Masters Psychology: The Four Myths of Depression

Monday, September 17, 2018 5:41 pm
Reading Time: 2 minutes

Each fortnight, Mel and Jeziel are joined by one of the lovely psychology experts from Masters Psychology. This week, Janice Dommisse came into the studio to chat about depression.

In the wake of R U OK Day, Janice not only touched on how depression differs from a standard bad day, and the reality of just how many people struggle every day, she also shared the four myths of depression:

1. Depression is not a real illness.

For years, people have incorrectly assumed that depression is simply a case of being sad, and that it can be cured by just being happier, or with a simple mindset change. The truth is in fact much more serious. Depression isn’t just a mental disorder, it has a very real physical side as well. The brain is composed of trillions of neurons connected by synapses. When these synapses don’t fire properly, it can be likened to “rowing a boat through mud.”

▶ **HOW TO COMPLETE THIS TASK**
List every person named in the depression myths article.

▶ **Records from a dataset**
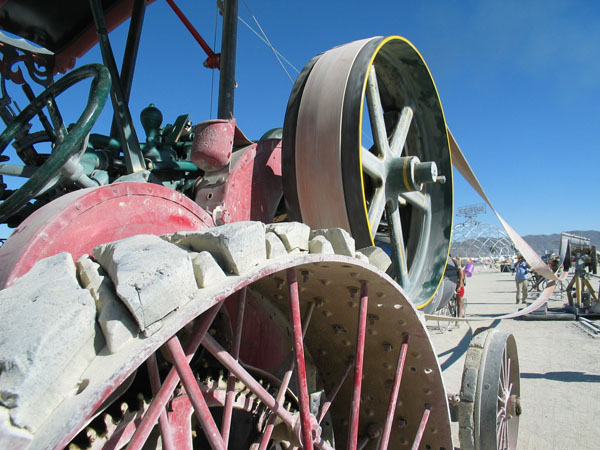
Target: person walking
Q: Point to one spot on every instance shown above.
(521, 275)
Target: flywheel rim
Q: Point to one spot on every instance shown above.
(339, 197)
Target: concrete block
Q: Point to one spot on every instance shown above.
(377, 257)
(275, 247)
(362, 257)
(342, 242)
(292, 234)
(152, 277)
(116, 322)
(237, 247)
(206, 270)
(47, 339)
(320, 244)
(12, 437)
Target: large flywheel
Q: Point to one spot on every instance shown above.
(365, 148)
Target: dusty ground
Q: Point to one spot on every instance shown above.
(559, 362)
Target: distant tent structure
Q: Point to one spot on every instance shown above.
(481, 241)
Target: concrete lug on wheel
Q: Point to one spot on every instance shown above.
(11, 436)
(469, 385)
(206, 270)
(340, 239)
(42, 361)
(377, 257)
(118, 326)
(362, 257)
(292, 234)
(236, 246)
(319, 244)
(275, 247)
(152, 277)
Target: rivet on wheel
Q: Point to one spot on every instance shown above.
(353, 291)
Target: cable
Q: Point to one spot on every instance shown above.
(265, 39)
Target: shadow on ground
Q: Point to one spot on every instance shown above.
(565, 376)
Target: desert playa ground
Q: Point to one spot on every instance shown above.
(559, 363)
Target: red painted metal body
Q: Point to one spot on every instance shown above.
(249, 189)
(81, 220)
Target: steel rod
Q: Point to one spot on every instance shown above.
(294, 301)
(358, 366)
(228, 54)
(389, 418)
(163, 421)
(182, 365)
(132, 152)
(130, 56)
(160, 400)
(285, 381)
(421, 428)
(229, 399)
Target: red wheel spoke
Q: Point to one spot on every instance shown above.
(221, 355)
(294, 301)
(334, 391)
(285, 382)
(193, 390)
(160, 400)
(180, 418)
(163, 421)
(358, 367)
(389, 418)
(228, 409)
(421, 428)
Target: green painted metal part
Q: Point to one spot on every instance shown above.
(99, 91)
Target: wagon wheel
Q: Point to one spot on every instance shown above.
(390, 193)
(66, 142)
(346, 336)
(490, 402)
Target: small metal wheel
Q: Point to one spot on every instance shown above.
(490, 402)
(66, 143)
(365, 148)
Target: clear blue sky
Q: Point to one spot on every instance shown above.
(519, 82)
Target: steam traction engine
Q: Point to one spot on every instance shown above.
(201, 290)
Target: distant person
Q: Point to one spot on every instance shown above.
(521, 278)
(460, 289)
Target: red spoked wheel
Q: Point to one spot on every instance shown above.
(303, 351)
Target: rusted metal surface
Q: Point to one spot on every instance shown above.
(79, 221)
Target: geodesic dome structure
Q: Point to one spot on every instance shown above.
(481, 241)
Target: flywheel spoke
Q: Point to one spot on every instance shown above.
(401, 131)
(358, 366)
(418, 200)
(372, 166)
(376, 114)
(376, 209)
(229, 399)
(397, 240)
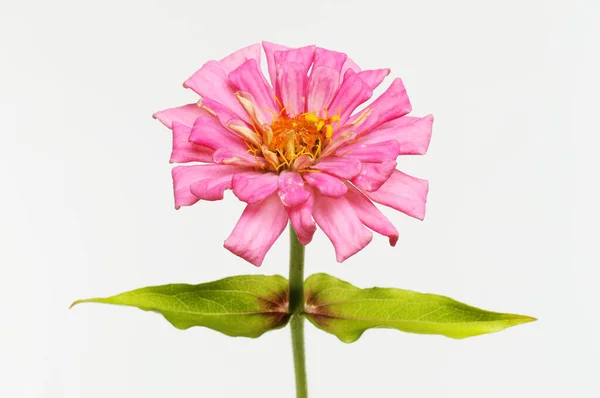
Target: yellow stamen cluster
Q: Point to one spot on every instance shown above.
(288, 138)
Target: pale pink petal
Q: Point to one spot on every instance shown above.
(235, 157)
(302, 55)
(374, 77)
(209, 133)
(337, 141)
(404, 193)
(374, 153)
(327, 184)
(336, 217)
(292, 190)
(185, 151)
(234, 60)
(346, 168)
(258, 228)
(412, 133)
(292, 70)
(291, 81)
(211, 81)
(302, 221)
(373, 175)
(351, 94)
(185, 176)
(350, 65)
(322, 87)
(221, 112)
(185, 115)
(370, 216)
(361, 122)
(247, 77)
(212, 188)
(393, 103)
(331, 59)
(270, 49)
(255, 186)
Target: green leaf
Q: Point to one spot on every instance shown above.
(247, 305)
(346, 311)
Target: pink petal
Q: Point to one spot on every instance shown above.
(393, 103)
(212, 188)
(374, 77)
(221, 112)
(375, 153)
(345, 168)
(292, 70)
(351, 94)
(247, 77)
(234, 60)
(404, 193)
(258, 228)
(185, 176)
(336, 217)
(370, 216)
(185, 151)
(350, 65)
(292, 190)
(255, 186)
(270, 49)
(373, 175)
(211, 81)
(331, 59)
(302, 55)
(322, 87)
(209, 133)
(302, 221)
(291, 82)
(327, 184)
(185, 115)
(412, 133)
(234, 157)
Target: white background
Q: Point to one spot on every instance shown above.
(86, 207)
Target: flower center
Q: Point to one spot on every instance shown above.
(289, 138)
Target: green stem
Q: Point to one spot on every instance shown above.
(296, 308)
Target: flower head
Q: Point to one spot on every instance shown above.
(297, 149)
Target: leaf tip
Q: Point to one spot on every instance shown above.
(74, 303)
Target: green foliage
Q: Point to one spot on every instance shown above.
(247, 305)
(346, 311)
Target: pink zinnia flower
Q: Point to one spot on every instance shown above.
(298, 150)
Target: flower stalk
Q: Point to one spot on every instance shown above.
(296, 308)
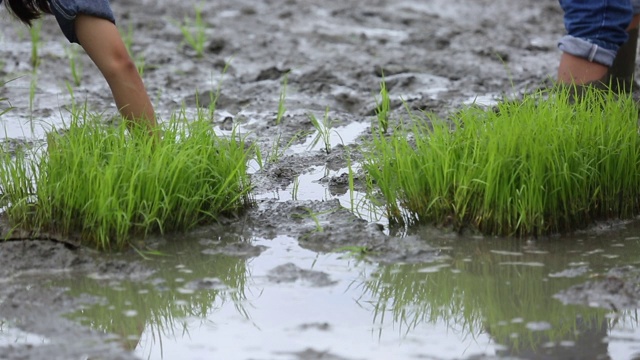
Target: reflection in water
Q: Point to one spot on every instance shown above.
(503, 289)
(483, 297)
(191, 282)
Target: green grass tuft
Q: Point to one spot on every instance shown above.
(108, 185)
(537, 166)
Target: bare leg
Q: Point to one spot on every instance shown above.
(102, 42)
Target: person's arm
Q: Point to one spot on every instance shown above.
(102, 42)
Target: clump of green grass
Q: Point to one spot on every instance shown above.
(108, 185)
(537, 166)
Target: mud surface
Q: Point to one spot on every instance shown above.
(435, 55)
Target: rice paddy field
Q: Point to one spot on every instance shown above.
(336, 180)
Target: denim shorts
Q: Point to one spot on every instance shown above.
(596, 28)
(66, 11)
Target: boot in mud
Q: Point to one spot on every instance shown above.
(621, 73)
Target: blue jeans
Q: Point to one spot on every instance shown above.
(596, 28)
(66, 11)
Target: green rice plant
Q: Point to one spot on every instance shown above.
(107, 185)
(323, 130)
(281, 107)
(383, 107)
(194, 32)
(4, 110)
(295, 188)
(35, 31)
(541, 165)
(74, 65)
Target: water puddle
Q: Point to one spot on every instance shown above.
(259, 298)
(13, 337)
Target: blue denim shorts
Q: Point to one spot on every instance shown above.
(596, 28)
(66, 11)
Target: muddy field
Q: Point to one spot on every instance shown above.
(436, 55)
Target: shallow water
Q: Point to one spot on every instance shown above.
(275, 300)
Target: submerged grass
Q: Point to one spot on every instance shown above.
(537, 166)
(109, 184)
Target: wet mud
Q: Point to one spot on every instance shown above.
(434, 56)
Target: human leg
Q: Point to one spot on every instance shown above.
(595, 32)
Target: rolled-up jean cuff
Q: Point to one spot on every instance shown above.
(586, 50)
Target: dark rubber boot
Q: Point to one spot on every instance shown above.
(621, 72)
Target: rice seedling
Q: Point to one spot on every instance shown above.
(7, 108)
(35, 31)
(295, 188)
(323, 131)
(281, 107)
(538, 166)
(106, 185)
(194, 32)
(383, 107)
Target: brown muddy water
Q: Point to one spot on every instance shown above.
(290, 279)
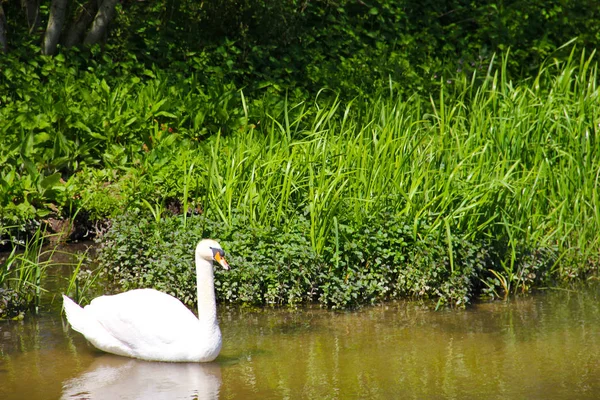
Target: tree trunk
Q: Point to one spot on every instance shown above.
(55, 24)
(3, 45)
(100, 25)
(32, 10)
(84, 19)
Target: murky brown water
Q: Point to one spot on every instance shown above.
(542, 347)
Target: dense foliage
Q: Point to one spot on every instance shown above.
(378, 260)
(345, 152)
(491, 189)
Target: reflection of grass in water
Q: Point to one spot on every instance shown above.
(24, 269)
(21, 275)
(82, 282)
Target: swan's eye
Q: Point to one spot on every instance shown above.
(217, 253)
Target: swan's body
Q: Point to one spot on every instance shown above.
(155, 326)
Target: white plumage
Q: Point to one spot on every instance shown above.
(151, 325)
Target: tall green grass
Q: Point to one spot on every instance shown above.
(487, 158)
(21, 274)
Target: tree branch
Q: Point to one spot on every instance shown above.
(100, 25)
(55, 24)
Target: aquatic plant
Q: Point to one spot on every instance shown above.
(21, 274)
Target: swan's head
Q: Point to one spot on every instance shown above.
(211, 251)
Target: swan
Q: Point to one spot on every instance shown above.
(154, 326)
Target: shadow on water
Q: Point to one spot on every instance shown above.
(112, 377)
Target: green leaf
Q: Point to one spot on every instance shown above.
(50, 181)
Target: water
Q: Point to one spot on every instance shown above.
(541, 347)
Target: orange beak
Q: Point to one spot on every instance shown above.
(222, 261)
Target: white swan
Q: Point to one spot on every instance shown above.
(155, 326)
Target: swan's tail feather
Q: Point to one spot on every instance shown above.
(75, 315)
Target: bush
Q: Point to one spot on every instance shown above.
(277, 266)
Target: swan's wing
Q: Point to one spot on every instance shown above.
(143, 318)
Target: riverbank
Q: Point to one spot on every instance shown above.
(487, 188)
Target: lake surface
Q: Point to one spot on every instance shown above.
(540, 347)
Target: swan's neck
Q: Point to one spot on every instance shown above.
(207, 305)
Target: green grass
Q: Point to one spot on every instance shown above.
(512, 166)
(495, 159)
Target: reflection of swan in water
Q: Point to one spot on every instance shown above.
(112, 377)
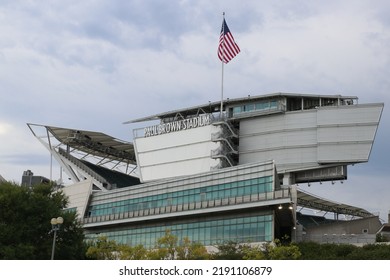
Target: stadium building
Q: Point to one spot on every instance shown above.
(222, 171)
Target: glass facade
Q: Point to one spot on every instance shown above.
(219, 191)
(254, 227)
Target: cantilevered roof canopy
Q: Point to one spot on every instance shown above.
(94, 143)
(213, 107)
(313, 202)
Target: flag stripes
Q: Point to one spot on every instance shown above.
(228, 48)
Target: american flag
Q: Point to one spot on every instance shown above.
(227, 49)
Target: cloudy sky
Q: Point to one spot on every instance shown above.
(95, 64)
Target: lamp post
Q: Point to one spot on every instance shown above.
(55, 226)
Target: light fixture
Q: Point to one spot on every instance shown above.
(55, 226)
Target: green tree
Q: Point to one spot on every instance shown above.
(279, 251)
(189, 250)
(229, 250)
(168, 248)
(25, 229)
(254, 252)
(103, 249)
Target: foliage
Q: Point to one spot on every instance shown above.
(25, 229)
(279, 251)
(103, 249)
(316, 251)
(230, 250)
(168, 248)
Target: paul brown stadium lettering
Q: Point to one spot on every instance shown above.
(177, 126)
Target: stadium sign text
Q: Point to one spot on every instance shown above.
(177, 125)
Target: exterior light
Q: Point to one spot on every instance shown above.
(55, 226)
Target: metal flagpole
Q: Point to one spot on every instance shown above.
(222, 60)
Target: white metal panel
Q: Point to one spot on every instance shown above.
(176, 154)
(78, 195)
(288, 139)
(308, 138)
(346, 134)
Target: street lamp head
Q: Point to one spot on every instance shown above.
(60, 220)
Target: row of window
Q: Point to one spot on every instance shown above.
(259, 106)
(211, 232)
(221, 191)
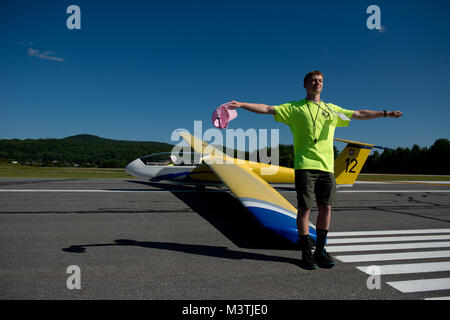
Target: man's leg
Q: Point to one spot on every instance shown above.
(322, 226)
(304, 184)
(325, 193)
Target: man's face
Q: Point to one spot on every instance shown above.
(314, 84)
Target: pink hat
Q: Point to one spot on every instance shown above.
(222, 115)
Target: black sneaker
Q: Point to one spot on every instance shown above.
(323, 259)
(308, 262)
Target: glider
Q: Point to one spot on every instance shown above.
(250, 182)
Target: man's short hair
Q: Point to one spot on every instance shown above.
(312, 73)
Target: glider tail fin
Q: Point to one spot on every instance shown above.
(350, 161)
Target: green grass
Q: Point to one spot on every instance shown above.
(8, 170)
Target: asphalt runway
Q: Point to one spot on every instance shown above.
(135, 240)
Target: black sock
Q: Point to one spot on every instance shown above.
(303, 242)
(321, 237)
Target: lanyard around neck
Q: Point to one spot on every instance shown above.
(314, 120)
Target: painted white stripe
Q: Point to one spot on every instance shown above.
(98, 190)
(394, 256)
(395, 191)
(386, 191)
(380, 247)
(387, 239)
(410, 268)
(269, 207)
(386, 232)
(438, 298)
(421, 285)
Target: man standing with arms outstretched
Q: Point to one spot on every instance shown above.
(312, 124)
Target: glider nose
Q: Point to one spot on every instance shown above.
(134, 167)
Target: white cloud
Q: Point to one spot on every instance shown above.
(47, 55)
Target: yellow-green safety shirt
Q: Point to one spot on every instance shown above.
(310, 122)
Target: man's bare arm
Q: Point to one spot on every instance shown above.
(253, 107)
(368, 114)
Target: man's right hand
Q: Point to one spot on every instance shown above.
(253, 107)
(235, 104)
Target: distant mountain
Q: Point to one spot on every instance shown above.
(84, 150)
(95, 139)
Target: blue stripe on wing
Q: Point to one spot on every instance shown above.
(275, 218)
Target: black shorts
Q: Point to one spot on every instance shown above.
(308, 183)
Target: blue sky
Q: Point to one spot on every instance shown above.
(137, 70)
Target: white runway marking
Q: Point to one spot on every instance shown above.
(99, 190)
(388, 269)
(380, 247)
(421, 285)
(394, 256)
(386, 232)
(178, 190)
(387, 239)
(394, 191)
(410, 268)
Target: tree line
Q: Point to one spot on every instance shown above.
(92, 151)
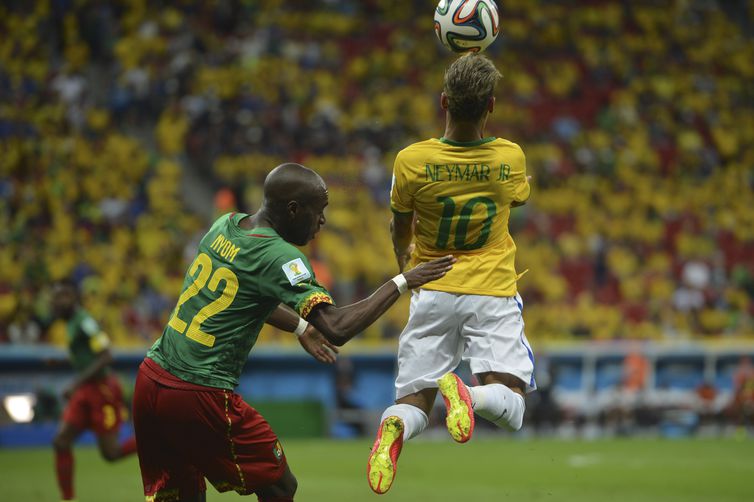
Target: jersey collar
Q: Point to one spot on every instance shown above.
(467, 143)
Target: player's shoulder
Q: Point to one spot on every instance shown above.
(85, 322)
(506, 143)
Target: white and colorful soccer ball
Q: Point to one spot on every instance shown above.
(466, 25)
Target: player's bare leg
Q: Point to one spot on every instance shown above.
(400, 422)
(282, 491)
(63, 444)
(111, 449)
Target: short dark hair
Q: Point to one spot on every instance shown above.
(469, 84)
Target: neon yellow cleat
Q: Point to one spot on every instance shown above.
(383, 460)
(460, 417)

▶ **ANSWER SECTION**
Mel
Jeziel
Janice Dommisse